▸ **SOURCE**
---+---
Quote:
Originally Posted by
baris35
Maybe to define a target directory name and empty it in case df -H is above %95-%98 etc would be good. I do not demand more space, just deletion of consumed part section is okay.
Sorry, but i might be a bit slow:
if you have some data which you don't need at all (in this "target directory")
and it should be deleted automatically when the "disc" (i suppose what you mean is "filesystem") is 95% or 98% full - why can't that be deleted at first without getting the filesystem that full in first place?
Data is either nececssary or not: if it is, get a bigger disk and/or add a disk, make the filesystem bigger and avoid a full filesystem that way. If it is not necessary and you are prepared to throw it away at certain circumstance you can throw it away in first place, no?
---+---
▸ **DATASET CONTENT**
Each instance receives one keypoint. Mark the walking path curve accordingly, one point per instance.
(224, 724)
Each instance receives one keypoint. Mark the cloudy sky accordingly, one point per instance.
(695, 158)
---+---
▸ **EXERCISE INSTRUCTIONS**
(a) In the forum reply, what should be done with data that is necessary?
(b) Reproduce the passage of the forum reply that opens with the words containing "Sorry, but i" and closes with "in first place?".

▸ **THE ANSWERS**
(a) Get a bigger disk and/or add a disk, and make the filesystem bigger so that it does not fill up.

(b)
Sorry, but i might be a bit slow:
if you have some data which you don't need at all (in this "target directory")
and it should be deleted automatically when the "disc" (i suppose what you mean is "filesystem") is 95% or 98% full - why can't that be deleted at first without getting the filesystem that full in first place?